● STATED TASK
Type out the complete listing below word for word, without its pictures.

Start of GIVEN DATA

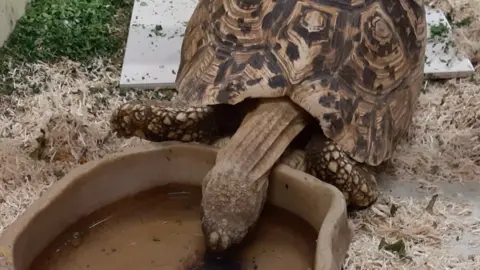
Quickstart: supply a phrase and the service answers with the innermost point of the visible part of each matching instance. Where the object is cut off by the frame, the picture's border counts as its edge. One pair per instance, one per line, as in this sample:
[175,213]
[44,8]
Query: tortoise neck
[262,137]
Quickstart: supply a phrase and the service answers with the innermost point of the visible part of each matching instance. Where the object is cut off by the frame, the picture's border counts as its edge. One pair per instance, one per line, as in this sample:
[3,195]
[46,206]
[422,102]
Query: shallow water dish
[98,184]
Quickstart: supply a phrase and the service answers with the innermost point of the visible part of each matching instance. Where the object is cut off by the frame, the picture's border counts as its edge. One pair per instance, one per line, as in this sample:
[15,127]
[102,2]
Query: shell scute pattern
[353,64]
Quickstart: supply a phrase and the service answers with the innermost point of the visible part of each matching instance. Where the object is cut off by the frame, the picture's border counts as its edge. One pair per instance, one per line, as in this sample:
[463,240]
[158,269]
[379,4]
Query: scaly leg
[328,162]
[165,121]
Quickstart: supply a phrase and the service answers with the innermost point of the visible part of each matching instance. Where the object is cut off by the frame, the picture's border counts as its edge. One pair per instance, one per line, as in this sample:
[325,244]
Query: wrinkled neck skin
[235,190]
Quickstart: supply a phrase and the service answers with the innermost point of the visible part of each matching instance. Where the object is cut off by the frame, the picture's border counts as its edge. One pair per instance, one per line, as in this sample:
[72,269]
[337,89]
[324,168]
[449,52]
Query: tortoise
[353,68]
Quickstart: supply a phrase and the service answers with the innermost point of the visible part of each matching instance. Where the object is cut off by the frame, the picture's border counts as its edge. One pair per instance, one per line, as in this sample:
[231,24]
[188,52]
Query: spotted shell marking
[355,65]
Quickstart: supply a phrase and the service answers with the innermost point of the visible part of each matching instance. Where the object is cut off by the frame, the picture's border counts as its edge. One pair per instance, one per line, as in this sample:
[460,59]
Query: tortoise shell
[355,65]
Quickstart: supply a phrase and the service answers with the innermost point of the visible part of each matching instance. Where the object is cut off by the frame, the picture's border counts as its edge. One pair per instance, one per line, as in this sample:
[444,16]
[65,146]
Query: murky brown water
[160,229]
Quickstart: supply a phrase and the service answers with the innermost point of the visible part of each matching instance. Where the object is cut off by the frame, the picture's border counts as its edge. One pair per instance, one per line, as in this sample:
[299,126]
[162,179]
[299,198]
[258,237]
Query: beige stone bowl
[100,183]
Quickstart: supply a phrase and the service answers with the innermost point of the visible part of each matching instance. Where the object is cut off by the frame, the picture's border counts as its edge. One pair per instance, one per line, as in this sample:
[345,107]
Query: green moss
[76,29]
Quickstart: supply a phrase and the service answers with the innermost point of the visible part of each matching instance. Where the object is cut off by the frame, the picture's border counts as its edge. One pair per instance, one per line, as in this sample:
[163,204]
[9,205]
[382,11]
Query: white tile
[442,58]
[156,32]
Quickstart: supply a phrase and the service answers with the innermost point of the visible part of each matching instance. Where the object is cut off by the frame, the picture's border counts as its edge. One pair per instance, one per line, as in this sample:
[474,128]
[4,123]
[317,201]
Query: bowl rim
[335,232]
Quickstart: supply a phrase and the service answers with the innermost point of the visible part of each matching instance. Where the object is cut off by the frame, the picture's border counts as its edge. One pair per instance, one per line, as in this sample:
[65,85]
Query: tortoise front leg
[325,160]
[159,121]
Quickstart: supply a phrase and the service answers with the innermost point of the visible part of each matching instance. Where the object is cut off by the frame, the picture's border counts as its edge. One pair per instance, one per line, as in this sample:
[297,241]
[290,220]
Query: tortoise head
[230,208]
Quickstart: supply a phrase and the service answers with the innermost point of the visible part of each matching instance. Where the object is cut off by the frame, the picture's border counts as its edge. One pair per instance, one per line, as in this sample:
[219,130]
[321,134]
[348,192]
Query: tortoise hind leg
[325,160]
[164,121]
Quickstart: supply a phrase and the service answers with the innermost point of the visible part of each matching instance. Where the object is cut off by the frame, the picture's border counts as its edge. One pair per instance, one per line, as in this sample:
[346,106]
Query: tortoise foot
[159,121]
[325,160]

End of GIVEN DATA

● OUTPUT FOR THIS TASK
Quickstart: supply a phrase and the service answers with the innermost point of the visible part of each matching instance. Where the object is cut off by the frame, the picture's border counts as its edge. One pair per instance, one per line, as in this sample:
[175,213]
[44,8]
Query: tortoise neck
[262,137]
Quickstart: supply a phrase and the service answers with the innermost point of the visible part of each matching instance. Where the object is cut off by the frame, the picture's border counts as its edge. One pair per instance, one per line, as in this sample:
[3,195]
[46,206]
[422,102]
Query: shallow water dish
[98,184]
Quickstart: supply a phrase and the service answers with the innermost point of the visible part of each matching instance. Where the object is cut off by the frame, the picture's border counts as its edge. One pair per instance, one per line, as in this sample:
[15,127]
[102,2]
Query: shell scute pattern
[353,64]
Quickstart: supply a phrase and the service answers with the innermost point of the visible part of each matching instance. Where the object is cut off by the frame, the picture's border counts as its edge. One pair per instance, one per line, as in this sample:
[463,240]
[158,269]
[379,4]
Query: scaly leg
[328,162]
[165,121]
Quickstart: supply a phrase and the service answers with the innermost point of the visible part of each matching instance. Where the object is cut off by the frame, the picture's border counts as its edge. One pair per instance, one per line, as in this sample:
[325,244]
Query: wrinkled neck skin
[235,190]
Quickstart: supply a phrase and the service answers with the innermost point of the visible part of each matching instance. Where the object is cut off by the frame, the picture's border counts as its edge. One pair per instance, one per line, as in this sample:
[72,269]
[337,89]
[324,168]
[449,52]
Query: tortoise
[353,68]
Quickstart: supply a phrase and the service answers with the innermost point of the visible part of each matching instance. Where the object is cut off by the frame, the picture's border counts as its edge. One pair per instance, one per line, as in this sample:
[231,24]
[188,52]
Query: spotted shell marking
[355,65]
Quickstart: supply a phrase and the service answers with the innermost point of the visible part of each matching instance. Where the object is cut off by the frame, the picture's border counts as its edge. One pair per instance, one per line, as in this sample:
[460,59]
Query: tortoise shell
[355,65]
Quickstart: supply a phrase and the service answers with the innermost point of the visible part of each matching instance. Where the object is cut off by the frame, the picture's border counts as its edge. One pair per instance, one per line, as in this sample:
[444,16]
[65,146]
Query: murky brown water
[160,229]
Quickstart: supply a phrase and the service answers with the innermost point of the visible part of each matching instance. Where the object is cut off by the frame, the picture's border counts as its edge. One pair per instance, one per line, as in this sample:
[299,126]
[162,179]
[299,198]
[258,237]
Query: beige stone bowl
[100,183]
Quickstart: supply a phrase and the service answers with the innermost point of the visible part of each matching instance. Where the object is cut off by the frame, the picture's border counts as its edge. One pair per instance, one per line, as in this sample:
[345,107]
Query: green moss
[76,29]
Quickstart: supply a phrase and the service answers with the innermost point of the visible part of each matching instance. Where the object is cut off by the frame, the picture's border counts as its edge. One pair per instance, one per line, as in this sample:
[163,204]
[9,205]
[382,11]
Query: white tile
[442,58]
[156,32]
Quickstart: supply a phrase and the service answers with the innermost point of the visible part of each matching instance. Where the object is cut off by the frame, the picture's border counts as its edge. One pair per instance, one per line, as in this sample:
[474,128]
[4,123]
[317,201]
Query: bowl rim
[335,232]
Quickstart: supply a phrase and the service answers with the innermost point of the visible part of each matching instance. Where the object is cut off by the frame, the picture's border counts as its edge. One pair per instance, one per line, as in this sample:
[65,85]
Query: tortoise front leg
[325,160]
[159,121]
Quickstart: supply a phrase and the service answers with the innermost point of the visible part of each matching instance. Where the object is cut off by the frame, the picture's border counts as its edge. One pair per instance, one per line, as in this sample:
[297,241]
[290,220]
Query: tortoise head
[230,208]
Quickstart: supply a phrase and the service answers with the innermost point of the visible part of each matching instance. Where the object is cut off by the frame, the picture's border counts as its edge. One pair per instance, one per line, as in this sample:
[219,130]
[321,134]
[348,192]
Query: tortoise hind leg
[325,160]
[164,121]
Quickstart: supply a phrase and the service answers with the innermost point of the visible part of each matching instance. Where the object is cut off by the frame, the picture's border counts as its edge. One pair per instance, one per line, as in this sample:
[346,106]
Query: tortoise foot
[159,121]
[325,160]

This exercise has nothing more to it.